- Trecho selecionado
((

O desmonte do programa nuclear brasileiro
Redação DM
Publicado em 3 de março de 2018 às 20:55 | Atualizado há 5 meses
- O Brasil é o sétimo maior produtor de urânio do mundo e domina, com tecnologia 100% nacional, todo o ciclo de enriquecimento do principal combustível atômico. Mas tudo isso está se esvaindo pelo ralo do entreguismo
O boletim Conexão UFRJ, da Universidade Federal do Rio de Janeiro, em sua edição de fevereiro, dedica suas páginas ao desmonte do setor nucelar brasileiro, algo que deixa o Brasil fora do mercado global.
Construído a duras penas desde os tempos de Getúlio Vargas, o Brasil Potência Nuclear vai ficando cada vez mais um sonho distante. Em vez de progredirmos nesta área, estamos regredindo a passos larguíssimos.
Junto com Estados Unidos da América e Rússia, o Brasil faz parte do pequeno grupo de nações que domina, de modo autossuficiente, o ciclo do combustível nuclear para a geração de energia elétrica. Uma coisa que ninguém diz, porque é meio constrangedor, é que dominar o ciclo de enriquecimento do urânio é adquirir capacidade para fazer a bomba atômica. E o brasil já tem esta capacidade.
Uma bomba atômica, como as que destruíram Hiroshina e Nagasaki, é um artefato relativamente simples. Uma boa porretada sobre uma pequena quantidade de urânio enriquecido provoca uma explosão apocalítica. O pulo do gato está em obter o urânio enriquecido a mais de 90%. Isto o Brasil, graças ao almirante Othon Pinheiro, pode fazer, se quiser. Daí a pressão internacional sobre o Brasil para que desative o seu programa nuclear.

))

- Instruções e requisitos
Resuma em duas frases o texto acima sobre o programa nuclear brasileiro.

- Conjunto de itens

((

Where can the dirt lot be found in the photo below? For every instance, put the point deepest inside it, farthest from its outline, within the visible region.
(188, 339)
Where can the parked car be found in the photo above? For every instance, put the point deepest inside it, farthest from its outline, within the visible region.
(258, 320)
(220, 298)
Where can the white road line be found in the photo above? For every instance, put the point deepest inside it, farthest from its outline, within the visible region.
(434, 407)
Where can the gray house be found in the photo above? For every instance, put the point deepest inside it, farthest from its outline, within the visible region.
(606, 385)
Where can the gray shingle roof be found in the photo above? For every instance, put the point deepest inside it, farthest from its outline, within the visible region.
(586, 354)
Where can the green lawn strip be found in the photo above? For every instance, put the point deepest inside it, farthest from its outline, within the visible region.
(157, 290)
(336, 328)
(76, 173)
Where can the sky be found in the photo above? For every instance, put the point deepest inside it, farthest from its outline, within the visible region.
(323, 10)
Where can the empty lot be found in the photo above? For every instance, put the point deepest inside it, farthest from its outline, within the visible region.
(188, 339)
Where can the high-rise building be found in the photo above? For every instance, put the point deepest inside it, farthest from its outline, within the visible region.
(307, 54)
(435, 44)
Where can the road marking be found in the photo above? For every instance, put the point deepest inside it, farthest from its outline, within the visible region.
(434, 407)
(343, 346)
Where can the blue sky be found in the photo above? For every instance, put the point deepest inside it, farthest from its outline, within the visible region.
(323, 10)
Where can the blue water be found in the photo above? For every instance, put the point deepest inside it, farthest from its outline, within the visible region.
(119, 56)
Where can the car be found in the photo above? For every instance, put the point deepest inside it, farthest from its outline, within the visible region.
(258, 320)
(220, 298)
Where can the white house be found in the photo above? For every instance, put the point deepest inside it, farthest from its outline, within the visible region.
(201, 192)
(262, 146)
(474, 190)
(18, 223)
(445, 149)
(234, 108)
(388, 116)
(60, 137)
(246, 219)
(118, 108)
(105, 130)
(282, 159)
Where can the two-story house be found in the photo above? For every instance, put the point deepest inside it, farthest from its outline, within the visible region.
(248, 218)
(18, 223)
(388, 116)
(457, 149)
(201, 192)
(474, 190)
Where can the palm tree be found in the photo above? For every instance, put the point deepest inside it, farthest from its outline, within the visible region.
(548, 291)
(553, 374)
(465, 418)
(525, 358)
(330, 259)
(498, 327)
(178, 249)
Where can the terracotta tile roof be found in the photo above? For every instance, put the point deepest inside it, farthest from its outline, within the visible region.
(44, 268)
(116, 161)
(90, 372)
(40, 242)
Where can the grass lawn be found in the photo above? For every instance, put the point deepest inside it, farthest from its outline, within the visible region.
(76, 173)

))

- Resposta
O Brasil, sétimo maior produtor de urânio do mundo, domina com tecnologia nacional todo o ciclo do combustível nuclear, ao lado de Estados Unidos e Rússia, o que lhe dá capacidade para fazer a bomba atômica. Mesmo assim, o setor nuclear do país vem sendo desmontado, o que deixa o Brasil fora do mercado global, e há pressão internacional para que o programa seja desativado.